[[ Data for review open ]]
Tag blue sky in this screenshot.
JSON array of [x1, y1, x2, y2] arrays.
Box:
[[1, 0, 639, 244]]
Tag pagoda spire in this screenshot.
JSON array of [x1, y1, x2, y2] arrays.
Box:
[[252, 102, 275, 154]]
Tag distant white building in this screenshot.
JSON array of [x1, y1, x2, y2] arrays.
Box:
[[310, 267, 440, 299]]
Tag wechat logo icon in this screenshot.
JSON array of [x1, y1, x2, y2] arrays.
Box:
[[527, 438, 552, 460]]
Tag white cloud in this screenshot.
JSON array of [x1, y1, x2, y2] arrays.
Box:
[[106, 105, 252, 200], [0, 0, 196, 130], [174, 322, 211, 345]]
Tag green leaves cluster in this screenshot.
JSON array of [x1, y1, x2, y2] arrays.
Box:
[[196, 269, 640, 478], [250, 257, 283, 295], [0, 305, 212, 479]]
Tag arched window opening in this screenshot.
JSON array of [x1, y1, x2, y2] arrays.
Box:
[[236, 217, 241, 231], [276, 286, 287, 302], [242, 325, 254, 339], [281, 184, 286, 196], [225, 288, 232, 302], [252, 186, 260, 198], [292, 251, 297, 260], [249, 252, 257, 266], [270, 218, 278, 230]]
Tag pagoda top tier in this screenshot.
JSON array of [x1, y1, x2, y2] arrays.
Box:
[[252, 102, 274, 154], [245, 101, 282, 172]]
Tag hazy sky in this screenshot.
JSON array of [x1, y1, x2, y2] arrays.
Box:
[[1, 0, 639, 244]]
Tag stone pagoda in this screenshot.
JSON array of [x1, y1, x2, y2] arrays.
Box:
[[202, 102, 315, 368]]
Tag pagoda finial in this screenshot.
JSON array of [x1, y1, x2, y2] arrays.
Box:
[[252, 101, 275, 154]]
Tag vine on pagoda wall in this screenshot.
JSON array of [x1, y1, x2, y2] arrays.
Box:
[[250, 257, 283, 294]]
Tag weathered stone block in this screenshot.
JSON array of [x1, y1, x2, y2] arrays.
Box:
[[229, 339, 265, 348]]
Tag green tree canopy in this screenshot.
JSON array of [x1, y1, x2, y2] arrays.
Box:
[[ Data for review closed ]]
**Directions**: Copy the material above so that it matches line for line.

**Answer space**:
Tag blue sky in this screenshot.
JSON array of [x1, y1, x2, y2] arrays.
Box:
[[1, 0, 639, 244]]
Tag pagoda spire in this screenshot.
JSON array of [x1, y1, x2, y2] arrays.
Box:
[[252, 102, 275, 154]]
Tag distant white building in this screenshot.
JSON array of [x1, y1, x2, y2] arrays.
Box:
[[310, 267, 440, 299]]
Tag wechat logo icon in this screenshot.
JSON array of [x1, y1, x2, y2] arrays.
Box:
[[527, 438, 552, 460]]
Tag white cloud in this screenshot.
JSON array of [x1, y1, x2, y2] arrays.
Box:
[[106, 105, 252, 200], [0, 0, 196, 130], [174, 322, 211, 345]]
Tag green leaves cluster in this screenshot.
JSON array of [x1, y1, x2, y2] arrays.
Box:
[[196, 269, 640, 478], [250, 257, 283, 295], [0, 305, 212, 479]]
Tag arched window opening in this screenshot.
JSON array of [x1, y1, x2, y2] arrays.
Box:
[[236, 217, 241, 231], [276, 286, 287, 302], [242, 325, 254, 339], [281, 184, 286, 196], [225, 288, 232, 302], [252, 186, 260, 198], [292, 251, 297, 260], [249, 252, 257, 266], [270, 218, 278, 230]]
Tag pagoda top tier in this screenshot.
JSON array of [x1, y1, x2, y2] arrays.
Box:
[[252, 102, 274, 154], [245, 101, 282, 172]]
Tag hazy sky in this screenshot.
JSON array of [x1, y1, x2, y2] arrays.
Box:
[[1, 0, 639, 244]]
Tag stone pagoda in this screenshot.
JSON array of [x1, y1, x2, y2] arrays.
Box:
[[202, 102, 315, 368]]
Tag pagoda finial in this screenshot.
JSON array of [x1, y1, x2, y2] arrays.
Box:
[[252, 101, 275, 154]]
Tag vine on pagoda wall in this screenshot.
JSON array of [x1, y1, x2, y2] arrays.
Box:
[[250, 257, 283, 294]]
Tag weathered stone block in this screenshot.
JSON array of [x1, y1, x2, y2] arrays.
Box:
[[229, 339, 265, 348]]
Tag green tree canopy in this screenshot.
JSON array of [x1, y1, x2, y2] arrays.
Box:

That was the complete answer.